- [Data listing]
____
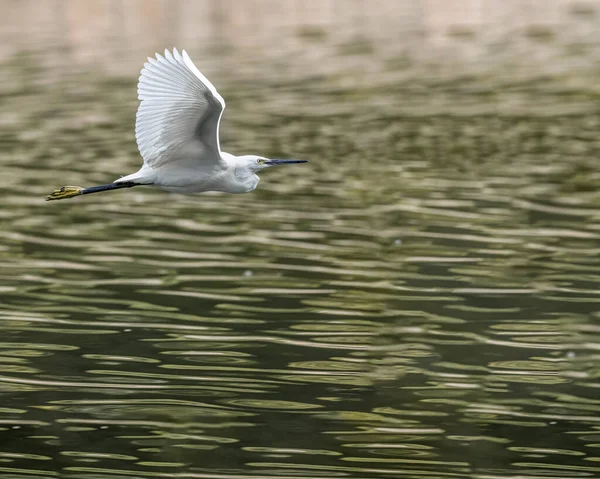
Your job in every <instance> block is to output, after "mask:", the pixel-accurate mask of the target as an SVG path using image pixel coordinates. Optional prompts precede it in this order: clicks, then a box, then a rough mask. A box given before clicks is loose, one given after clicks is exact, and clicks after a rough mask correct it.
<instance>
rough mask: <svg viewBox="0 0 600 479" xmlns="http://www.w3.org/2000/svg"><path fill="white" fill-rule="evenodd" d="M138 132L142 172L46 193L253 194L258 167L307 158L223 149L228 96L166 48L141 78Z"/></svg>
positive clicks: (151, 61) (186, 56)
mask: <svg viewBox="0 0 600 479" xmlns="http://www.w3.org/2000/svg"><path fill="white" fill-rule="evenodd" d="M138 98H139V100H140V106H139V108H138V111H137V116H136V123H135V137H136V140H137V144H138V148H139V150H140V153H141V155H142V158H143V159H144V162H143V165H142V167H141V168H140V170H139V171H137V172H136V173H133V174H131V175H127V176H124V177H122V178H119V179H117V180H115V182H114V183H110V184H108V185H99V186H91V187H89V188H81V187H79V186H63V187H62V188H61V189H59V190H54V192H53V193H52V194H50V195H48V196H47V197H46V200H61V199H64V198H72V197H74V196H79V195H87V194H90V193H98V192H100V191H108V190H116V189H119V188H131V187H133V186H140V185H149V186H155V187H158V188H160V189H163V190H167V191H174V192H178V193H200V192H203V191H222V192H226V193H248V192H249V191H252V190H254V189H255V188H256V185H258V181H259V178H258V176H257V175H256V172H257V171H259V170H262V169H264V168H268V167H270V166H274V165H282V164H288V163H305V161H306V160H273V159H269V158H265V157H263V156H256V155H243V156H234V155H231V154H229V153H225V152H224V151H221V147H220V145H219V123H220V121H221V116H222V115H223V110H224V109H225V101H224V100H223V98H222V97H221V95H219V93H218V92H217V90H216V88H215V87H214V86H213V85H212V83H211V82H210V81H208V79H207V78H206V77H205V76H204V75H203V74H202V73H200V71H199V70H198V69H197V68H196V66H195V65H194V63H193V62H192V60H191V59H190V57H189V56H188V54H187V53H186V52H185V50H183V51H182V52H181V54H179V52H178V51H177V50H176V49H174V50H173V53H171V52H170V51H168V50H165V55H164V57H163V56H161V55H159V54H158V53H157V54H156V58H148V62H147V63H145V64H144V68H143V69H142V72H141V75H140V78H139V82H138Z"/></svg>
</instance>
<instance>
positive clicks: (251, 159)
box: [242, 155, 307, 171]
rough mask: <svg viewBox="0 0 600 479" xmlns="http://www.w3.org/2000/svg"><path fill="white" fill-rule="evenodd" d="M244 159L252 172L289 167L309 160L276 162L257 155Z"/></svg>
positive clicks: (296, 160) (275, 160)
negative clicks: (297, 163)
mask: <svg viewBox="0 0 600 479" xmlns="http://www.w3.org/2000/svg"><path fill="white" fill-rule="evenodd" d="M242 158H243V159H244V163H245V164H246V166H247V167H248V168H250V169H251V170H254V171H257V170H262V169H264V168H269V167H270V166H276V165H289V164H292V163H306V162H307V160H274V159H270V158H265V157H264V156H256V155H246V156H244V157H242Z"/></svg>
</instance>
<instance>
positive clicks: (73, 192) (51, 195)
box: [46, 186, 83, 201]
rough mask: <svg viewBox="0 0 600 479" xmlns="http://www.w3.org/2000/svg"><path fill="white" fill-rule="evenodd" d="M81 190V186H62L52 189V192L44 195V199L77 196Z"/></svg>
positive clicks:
____
- [TASK]
Copy out every line of the listing above word for word, leaving out the pictures.

- [YOUR RESPONSE]
Your job in every <instance> block is to output, after "mask:", the pixel-accurate mask of the target as an SVG path using image pixel coordinates. Optional prompts precede it in this order: clicks, then a box, then a rough mask. A box given before clicks is loose, one given after clicks is exact, and clicks after a rough mask correct it.
<instance>
rough mask: <svg viewBox="0 0 600 479" xmlns="http://www.w3.org/2000/svg"><path fill="white" fill-rule="evenodd" d="M138 132L142 172L46 193L253 194L258 167L307 158L223 149L228 96L166 48L141 78Z"/></svg>
positive clicks: (151, 61) (186, 56)
mask: <svg viewBox="0 0 600 479" xmlns="http://www.w3.org/2000/svg"><path fill="white" fill-rule="evenodd" d="M138 98H139V100H140V106H139V108H138V111H137V116H136V123H135V137H136V140H137V144H138V148H139V150H140V153H141V155H142V158H143V159H144V162H143V165H142V167H141V168H140V170H139V171H137V172H136V173H133V174H131V175H127V176H124V177H122V178H119V179H117V180H115V182H114V183H110V184H108V185H99V186H91V187H89V188H81V187H79V186H63V187H62V188H61V189H59V190H54V192H53V193H52V194H50V195H48V196H47V197H46V200H61V199H64V198H72V197H74V196H79V195H87V194H90V193H98V192H100V191H108V190H116V189H119V188H131V187H133V186H140V185H149V186H155V187H158V188H160V189H163V190H167V191H174V192H178V193H200V192H203V191H222V192H226V193H248V192H249V191H252V190H254V189H255V188H256V185H258V181H259V178H258V176H257V175H256V172H257V171H259V170H262V169H264V168H268V167H270V166H274V165H282V164H288V163H305V161H306V160H273V159H269V158H265V157H263V156H256V155H243V156H234V155H231V154H229V153H225V152H224V151H221V147H220V145H219V123H220V121H221V116H222V115H223V110H224V109H225V101H224V100H223V98H222V97H221V95H219V93H218V92H217V90H216V88H215V87H214V86H213V85H212V83H211V82H210V81H208V79H207V78H206V77H205V76H204V75H203V74H202V73H200V71H199V70H198V69H197V68H196V66H195V65H194V63H193V62H192V60H191V59H190V57H189V56H188V54H187V53H186V52H185V50H183V51H182V52H181V54H179V52H178V51H177V50H176V49H174V50H173V53H171V52H170V51H168V50H165V55H164V57H163V56H161V55H159V54H158V53H157V54H156V58H148V62H147V63H145V64H144V68H143V69H142V72H141V75H140V78H139V82H138Z"/></svg>
</instance>
<instance>
positive clicks: (251, 159)
box: [242, 155, 307, 171]
rough mask: <svg viewBox="0 0 600 479" xmlns="http://www.w3.org/2000/svg"><path fill="white" fill-rule="evenodd" d="M244 159L252 172L289 167L309 160L276 162L257 155Z"/></svg>
positive clicks: (296, 160) (275, 160)
negative clicks: (297, 163)
mask: <svg viewBox="0 0 600 479" xmlns="http://www.w3.org/2000/svg"><path fill="white" fill-rule="evenodd" d="M242 158H243V159H244V163H245V164H246V166H247V167H248V168H250V169H251V170H254V171H257V170H262V169H264V168H269V167H270V166H276V165H289V164H292V163H306V162H307V160H274V159H270V158H265V157H264V156H256V155H246V156H244V157H242Z"/></svg>
</instance>
<instance>
positive clicks: (73, 192) (51, 195)
box: [46, 186, 83, 201]
rough mask: <svg viewBox="0 0 600 479" xmlns="http://www.w3.org/2000/svg"><path fill="white" fill-rule="evenodd" d="M81 190V186H62L52 189V192L44 195V199L77 196Z"/></svg>
positive clicks:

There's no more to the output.